Directive: Print the records below exactly as they appear, everything from the line containing "point: woman's eye" down to the line containing "Target: woman's eye", both of those lines included, and nothing else.

Available records:
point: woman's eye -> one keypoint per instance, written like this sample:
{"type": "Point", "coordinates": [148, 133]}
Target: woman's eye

---

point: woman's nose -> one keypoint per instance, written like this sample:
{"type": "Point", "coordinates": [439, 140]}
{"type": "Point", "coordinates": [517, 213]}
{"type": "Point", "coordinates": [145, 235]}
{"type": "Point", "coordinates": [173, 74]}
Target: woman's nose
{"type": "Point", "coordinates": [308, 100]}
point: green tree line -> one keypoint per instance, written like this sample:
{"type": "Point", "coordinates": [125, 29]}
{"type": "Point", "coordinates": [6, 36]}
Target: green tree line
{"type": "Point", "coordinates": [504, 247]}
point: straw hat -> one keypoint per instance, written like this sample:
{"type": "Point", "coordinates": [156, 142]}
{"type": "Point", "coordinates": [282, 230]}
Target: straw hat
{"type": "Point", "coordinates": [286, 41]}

Answer for the task:
point: woman's eye -> one keypoint per instance, written like this sample:
{"type": "Point", "coordinates": [148, 133]}
Target: woman's eye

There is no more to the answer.